# Description of the task:
Give back every line exactly as it appears, pictures excluded.

# Extracted data:

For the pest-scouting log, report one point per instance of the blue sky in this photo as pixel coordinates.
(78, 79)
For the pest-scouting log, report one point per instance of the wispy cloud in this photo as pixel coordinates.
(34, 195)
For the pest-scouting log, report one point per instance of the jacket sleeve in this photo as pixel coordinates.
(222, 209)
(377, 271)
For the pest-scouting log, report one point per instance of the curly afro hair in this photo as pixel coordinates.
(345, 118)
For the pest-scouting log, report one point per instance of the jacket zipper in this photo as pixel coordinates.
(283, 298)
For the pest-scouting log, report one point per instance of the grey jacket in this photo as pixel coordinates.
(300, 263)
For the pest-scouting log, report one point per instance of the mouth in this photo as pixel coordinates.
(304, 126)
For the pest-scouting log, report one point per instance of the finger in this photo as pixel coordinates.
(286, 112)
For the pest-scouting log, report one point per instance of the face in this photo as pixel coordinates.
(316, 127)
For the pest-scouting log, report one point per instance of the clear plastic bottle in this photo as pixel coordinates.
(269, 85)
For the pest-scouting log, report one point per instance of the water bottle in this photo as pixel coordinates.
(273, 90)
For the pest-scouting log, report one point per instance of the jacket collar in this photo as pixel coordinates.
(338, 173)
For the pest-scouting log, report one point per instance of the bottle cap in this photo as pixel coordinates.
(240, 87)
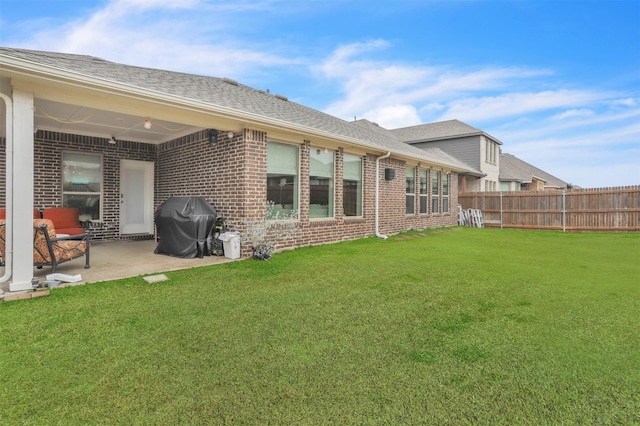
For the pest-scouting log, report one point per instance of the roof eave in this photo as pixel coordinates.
(54, 74)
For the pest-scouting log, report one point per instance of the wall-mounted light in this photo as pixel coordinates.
(213, 137)
(389, 174)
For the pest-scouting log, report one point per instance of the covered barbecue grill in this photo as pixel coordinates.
(184, 226)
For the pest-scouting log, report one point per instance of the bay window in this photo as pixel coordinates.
(282, 177)
(82, 183)
(352, 185)
(321, 171)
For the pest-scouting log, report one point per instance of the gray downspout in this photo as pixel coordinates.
(387, 155)
(8, 244)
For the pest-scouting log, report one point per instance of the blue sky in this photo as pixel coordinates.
(558, 82)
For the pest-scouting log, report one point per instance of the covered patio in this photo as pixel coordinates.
(112, 260)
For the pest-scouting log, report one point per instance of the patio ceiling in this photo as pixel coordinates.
(75, 119)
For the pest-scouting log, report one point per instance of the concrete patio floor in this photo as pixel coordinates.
(112, 260)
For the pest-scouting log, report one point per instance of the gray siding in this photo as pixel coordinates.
(466, 148)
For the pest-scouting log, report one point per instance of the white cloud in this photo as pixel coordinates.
(574, 113)
(141, 32)
(394, 116)
(513, 104)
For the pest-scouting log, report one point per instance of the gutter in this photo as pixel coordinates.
(8, 252)
(387, 155)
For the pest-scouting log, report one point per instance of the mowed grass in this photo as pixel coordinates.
(463, 326)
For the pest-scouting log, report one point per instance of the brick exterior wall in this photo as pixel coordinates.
(232, 177)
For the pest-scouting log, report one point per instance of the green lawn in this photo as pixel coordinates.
(465, 326)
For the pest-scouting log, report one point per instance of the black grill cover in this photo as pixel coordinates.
(184, 226)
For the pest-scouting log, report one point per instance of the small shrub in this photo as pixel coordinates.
(263, 232)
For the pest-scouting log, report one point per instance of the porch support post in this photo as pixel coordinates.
(22, 190)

# Answer for the task:
For the pest-scouting log, report one point per instance of the blue sky in this photo as pixel coordinates.
(78, 79)
For the pest-scouting log, report one point per instance of the wispy cloud in this photo as pixel coordinates.
(34, 195)
For the pest-scouting log, report one point per instance of the jacket sleeve in this photo as pixel coordinates.
(222, 209)
(377, 271)
For the pest-scouting log, report one point per instance of the curly afro hair in this photo as pixel coordinates.
(345, 118)
For the pest-scouting log, report one point per instance of the jacket zipper in this photo as pixel coordinates.
(283, 298)
For the pest-scouting log, report one point per instance of the grey jacket in this photo as pixel coordinates.
(300, 263)
For the pest-scouting log, report one point per instance of the mouth in this photo as pixel coordinates.
(304, 126)
For the pest-scouting log, report one point per instance of the finger in this photo as pixel coordinates.
(286, 112)
For the pest-scouting log, report one point per instance of the face in this photo as pixel coordinates.
(316, 127)
For the pest-scouting log, report one point per instance of the clear plastic bottle in this photo as pixel coordinates.
(269, 85)
For the pest-scouting log, report one point per instance of the water bottle in this photo as pixel coordinates.
(273, 90)
For the pest-scouting log, report one point per instance of the jacket collar in this photo as pixel coordinates.
(338, 173)
For the pest-scouting log, report one point per instance of the bottle cap in this photo as pixel coordinates.
(240, 87)
For the pest-scouting log, report one point per instance of the roof eave in this photo as pixel coordinates.
(54, 74)
For the pest-scouting log, report one point per instance of the wall-mounted light in this photo as pixel coordinates.
(213, 137)
(389, 174)
For the pest-scouting log, report one point per instance of the covered barbecue grill in this photo as pixel coordinates.
(184, 226)
For the pest-scouting log, report one point per instance of the bay window in this photo as pixel coordinates.
(282, 177)
(82, 183)
(352, 185)
(321, 171)
For the pest-scouting log, report one point per instance of the gray downspout in this photo as pixel coordinates.
(387, 155)
(8, 244)
For the pest-scouting log, report one point per instance of the blue sky in this photo as pixel coordinates.
(558, 82)
For the pest-scouting log, report one point per instance of the covered patio in this photo as pixel coordinates.
(112, 260)
For the pest-scouting log, report one point per instance of the patio ceiling in this photo as pixel coordinates.
(75, 119)
For the pest-scouting log, report one point per instance of the concrete patio floor in this photo as pixel coordinates.
(112, 260)
For the pest-scouting log, report one point per instance of the gray siding in this photo as pixel coordinates.
(466, 148)
For the pest-scouting log, report one point per instance of the white cloud in this photo as pixel coordinates.
(574, 113)
(141, 32)
(394, 116)
(513, 104)
For the pest-scouting log, report one point per instance of the gutter in this photo as pixel coordinates.
(8, 252)
(387, 155)
For the pest-scouting log, report one point per instance of the mowed grass in this photo as pixel coordinates.
(463, 326)
For the pest-scouting log, report one point per instance of the brick exterior wall in this photo as pixel coordinates.
(232, 177)
For the pest-scouting log, report one point per instance of the green lawn in this photo as pixel coordinates.
(465, 326)
For the pest-scouting log, report one point per instance of the black grill cover in this photo as pixel coordinates.
(184, 226)
For the pest-scouting log, report one point per instance of the small shrub in this photo as pixel coordinates.
(263, 232)
For the pest-scouting log, report one point per instance of the porch support post in this photo as pixel coordinates.
(22, 190)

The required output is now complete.